- [SUPPLIED ENTRIES]:
※ ※ ※
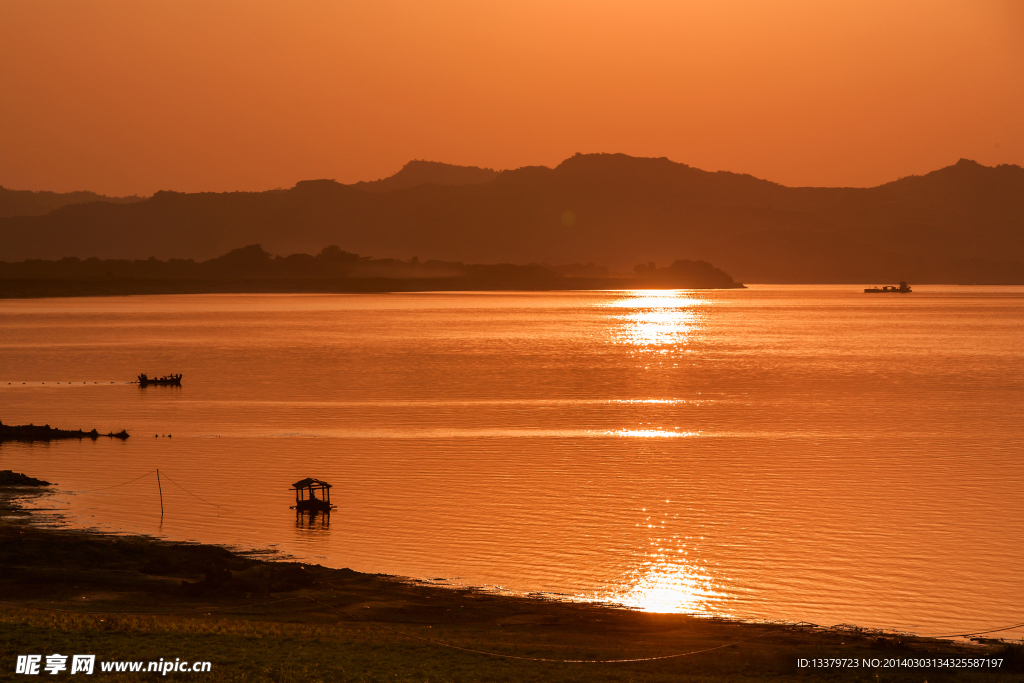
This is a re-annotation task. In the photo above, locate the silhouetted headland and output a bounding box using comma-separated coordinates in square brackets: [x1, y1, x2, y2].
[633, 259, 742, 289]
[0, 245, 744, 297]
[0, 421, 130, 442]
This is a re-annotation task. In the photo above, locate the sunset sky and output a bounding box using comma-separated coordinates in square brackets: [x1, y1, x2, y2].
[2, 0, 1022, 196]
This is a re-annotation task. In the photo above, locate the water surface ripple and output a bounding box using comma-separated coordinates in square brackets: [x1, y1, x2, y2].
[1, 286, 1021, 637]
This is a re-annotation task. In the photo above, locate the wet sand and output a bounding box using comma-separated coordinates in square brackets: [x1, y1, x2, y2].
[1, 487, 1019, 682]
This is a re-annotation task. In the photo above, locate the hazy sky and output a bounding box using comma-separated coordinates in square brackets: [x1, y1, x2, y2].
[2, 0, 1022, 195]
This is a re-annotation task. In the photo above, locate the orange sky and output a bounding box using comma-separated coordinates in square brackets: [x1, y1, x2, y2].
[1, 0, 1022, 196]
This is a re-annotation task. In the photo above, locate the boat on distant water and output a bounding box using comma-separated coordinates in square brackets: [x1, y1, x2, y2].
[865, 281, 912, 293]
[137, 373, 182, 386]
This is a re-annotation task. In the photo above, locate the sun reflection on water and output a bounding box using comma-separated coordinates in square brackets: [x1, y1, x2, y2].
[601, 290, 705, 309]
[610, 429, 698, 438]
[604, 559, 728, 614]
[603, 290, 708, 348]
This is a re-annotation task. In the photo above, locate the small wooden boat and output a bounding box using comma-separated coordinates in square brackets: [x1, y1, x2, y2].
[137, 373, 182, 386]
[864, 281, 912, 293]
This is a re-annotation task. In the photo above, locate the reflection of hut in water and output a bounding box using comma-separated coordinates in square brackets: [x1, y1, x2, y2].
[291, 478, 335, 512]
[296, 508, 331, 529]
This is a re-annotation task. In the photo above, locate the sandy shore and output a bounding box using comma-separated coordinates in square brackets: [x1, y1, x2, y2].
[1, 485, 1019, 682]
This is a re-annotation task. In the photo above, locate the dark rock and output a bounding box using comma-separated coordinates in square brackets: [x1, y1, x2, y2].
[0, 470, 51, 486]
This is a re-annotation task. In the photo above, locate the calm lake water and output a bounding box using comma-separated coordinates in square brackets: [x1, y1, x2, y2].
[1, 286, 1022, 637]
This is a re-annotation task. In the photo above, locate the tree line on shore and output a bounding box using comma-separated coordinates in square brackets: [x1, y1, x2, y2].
※ ※ ※
- [WORK ITEM]:
Return all of the data exactly as written, and drop the pictures.

- [ANSWER FOR THIS EXERCISE]:
This is a re-annotation task. In the photo above, locate the silhouetted headland and output a bounding box using comma-separated coordinates in square brackets: [x1, y1, x2, y2].
[633, 259, 742, 289]
[0, 245, 744, 297]
[0, 421, 130, 442]
This is a re-annotation task. In the photo above, locate the sunset sky and output a bounding box using comma-separated coordinates in square brackets: [x1, y1, x2, y2].
[2, 0, 1022, 196]
This is a re-annotation task. In the photo above, locate the water surface ripple and output a bounding box using comma-separated coordinates in square brackets: [x1, y1, x2, y2].
[1, 286, 1021, 637]
This is a re-annotation task. In the photo above, locate the wet sand and output a bounding box using comma-separated coordinates in square brackets: [x1, y1, x2, y2].
[1, 487, 1019, 682]
This is a re-annotation task. In the photo above, locate the hazy sky and output a bounding box using comma-separated coordinates in square brackets: [x1, y1, x2, y2].
[2, 0, 1022, 195]
This is a re-annotation task. In the photo above, locate the orange sky and output a bounding box using comma-separated coordinates in square brackets: [x1, y1, x2, y2].
[1, 0, 1022, 196]
This is a re-annotation task. In the photo above, locate the boat on distant water and output a bounding box using comma-separated coordinates in square brackets: [x1, y1, x2, y2].
[865, 281, 912, 293]
[137, 373, 182, 386]
This is a re-annotation task. In the photo above, locate the sun reflection on water and output a bounding box using comma-separated coordinates in square brackets: [x1, y1, x2, y2].
[601, 290, 705, 309]
[610, 429, 698, 438]
[604, 559, 728, 614]
[603, 290, 708, 348]
This is a re-annotation task. In the photo above, locate the small wooden boat and output a bounding box using comma-separated coordinates in square brackets: [x1, y1, x2, y2].
[137, 373, 182, 386]
[864, 281, 912, 293]
This is a re-annotation task. In the photo above, locate the reflection of hut in water and output a bounding box using comma-separated coordinates in square brackets: [x1, y1, x2, y2].
[291, 478, 335, 512]
[296, 508, 331, 529]
This is a re-annotation task. In the photo above, locate the sandy shore and output a bounding box using comma-separated coordinates in square brackets: [x1, y1, x2, y2].
[1, 485, 1019, 682]
This is a re-annotation task. In the photo above, locate the dark rock and output a bounding box using comma-separated coordinates in square brackets: [x1, y1, x2, y2].
[0, 470, 51, 486]
This is a re-annotation task. In the photo above, locate the calm lake water and output a bounding box using comma-separated coordinates in square brackets: [x1, y1, x2, y2].
[1, 286, 1022, 637]
This is a re-annotation task. In the photo above, locate the tree line on shore and output a bounding box using comma-separated coordinates in square brackets: [x1, y1, x2, y2].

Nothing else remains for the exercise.